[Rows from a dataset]
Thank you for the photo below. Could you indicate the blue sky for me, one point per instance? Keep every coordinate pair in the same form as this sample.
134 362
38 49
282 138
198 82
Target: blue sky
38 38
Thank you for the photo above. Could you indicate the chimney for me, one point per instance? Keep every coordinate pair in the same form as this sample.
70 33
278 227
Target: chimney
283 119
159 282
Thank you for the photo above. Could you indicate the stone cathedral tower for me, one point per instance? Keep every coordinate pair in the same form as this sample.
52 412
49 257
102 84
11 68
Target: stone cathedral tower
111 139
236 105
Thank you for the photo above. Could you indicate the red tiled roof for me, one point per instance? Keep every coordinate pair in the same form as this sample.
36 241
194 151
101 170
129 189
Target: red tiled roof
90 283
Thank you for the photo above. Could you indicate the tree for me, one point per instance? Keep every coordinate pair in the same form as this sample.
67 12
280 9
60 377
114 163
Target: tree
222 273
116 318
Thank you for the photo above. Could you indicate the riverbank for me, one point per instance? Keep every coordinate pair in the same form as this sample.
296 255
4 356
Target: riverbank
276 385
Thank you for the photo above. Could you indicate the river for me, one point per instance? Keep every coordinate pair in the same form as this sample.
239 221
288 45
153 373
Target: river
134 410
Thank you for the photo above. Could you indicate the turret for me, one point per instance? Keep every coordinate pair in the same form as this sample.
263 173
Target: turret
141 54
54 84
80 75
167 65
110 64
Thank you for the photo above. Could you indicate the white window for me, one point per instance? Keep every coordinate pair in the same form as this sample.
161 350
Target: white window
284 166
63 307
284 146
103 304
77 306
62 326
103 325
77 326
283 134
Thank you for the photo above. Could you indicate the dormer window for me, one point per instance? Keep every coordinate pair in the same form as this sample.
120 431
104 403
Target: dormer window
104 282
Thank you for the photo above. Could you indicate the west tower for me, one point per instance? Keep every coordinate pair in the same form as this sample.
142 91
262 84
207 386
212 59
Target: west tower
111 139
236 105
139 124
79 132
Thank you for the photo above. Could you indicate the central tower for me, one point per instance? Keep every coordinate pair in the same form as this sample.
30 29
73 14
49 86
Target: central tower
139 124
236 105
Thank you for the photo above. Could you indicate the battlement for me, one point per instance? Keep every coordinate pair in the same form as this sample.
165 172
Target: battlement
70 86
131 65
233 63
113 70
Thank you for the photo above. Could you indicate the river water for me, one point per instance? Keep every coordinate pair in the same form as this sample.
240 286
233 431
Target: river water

> _The problem_: Write out every entry word for word.

> _Full answer_:
Thank you for the photo below. Could you indicate the blue sky for me, one point per instance? Keep every coordinate pair in the same form as this sample.
134 362
38 49
282 138
198 82
Target: blue sky
38 38
Thank you for the photo above. Could you indicate the chimney for me, one point per instance? Keep every coordinate pair in the same form as this sample.
70 33
278 227
Target: chimney
283 119
159 282
Thank you for the photo above. Could you indicate the stone cathedral tower for me, one point per instance? Keep every coordinate pair in the same form as this sample.
52 412
49 257
102 84
11 68
Target: stone cathedral tower
111 139
236 105
Thank you for the photo above. Could you indicate the red tiled roof for me, one point per instance? Keep every coordinate pair in the same form as this sample.
36 241
194 151
101 170
129 189
Target: red tiled roof
90 283
Thank you for the photo above. Could you indicate the tree for me, one point per instance? Keep every coordinate pair in the same form as this sample.
67 12
280 9
60 377
114 163
Target: tree
222 273
116 318
Thank you for the photo above. Could you indicate the riverbank for me, one point per instance? Keep every coordinate pair in the same form as this sample.
296 255
4 356
Target: riverbank
276 385
Thank you for the photo above. Could you indicate the river for me, one point per instance? Keep every coordinate pair in the same form as this sample.
239 221
288 45
153 373
Target: river
134 410
Thank you for the photo above. Could you indicate the turret for me, one point per instance? Keep every coordinate pair in the same form as this sample.
263 173
Target: turret
141 54
54 84
80 75
167 65
110 64
Thank you for the photo above. Could you indicate the white window for me, one point per instance? Keep every coordinate pair in the same form as this sample.
161 350
Target: white window
284 166
63 307
284 146
103 304
77 306
62 326
103 325
77 326
283 134
Thank you for the photo above. Could you indicate the dormer window for me, one point per instance? Keep every coordinate pair in the same form as this sample.
120 431
104 403
Target: dormer window
104 282
Thank you for the photo above. Could you indicate the west tower for me, one point per instance? Keep every coordinate pair in the same form as this sample.
142 91
262 84
207 386
212 59
Target: west tower
111 139
236 105
139 124
79 132
Thank you for the photo above. Could you indicate the central tower for me, one point per instance? Keep every coordinate pair in the same form as this sample.
30 29
73 14
49 86
Target: central tower
139 124
236 105
Thank you for the photo above. Could you indicate the battlement for me, one point per instance? Keep every coordinate pair in the same form as this sample.
165 172
Target: battlement
70 86
131 65
233 63
113 70
Thank you for the photo above. Could you indicate the river water for me, one point per instance? Keep every coordinate pair in the same form as this sample.
240 286
233 431
Target: river water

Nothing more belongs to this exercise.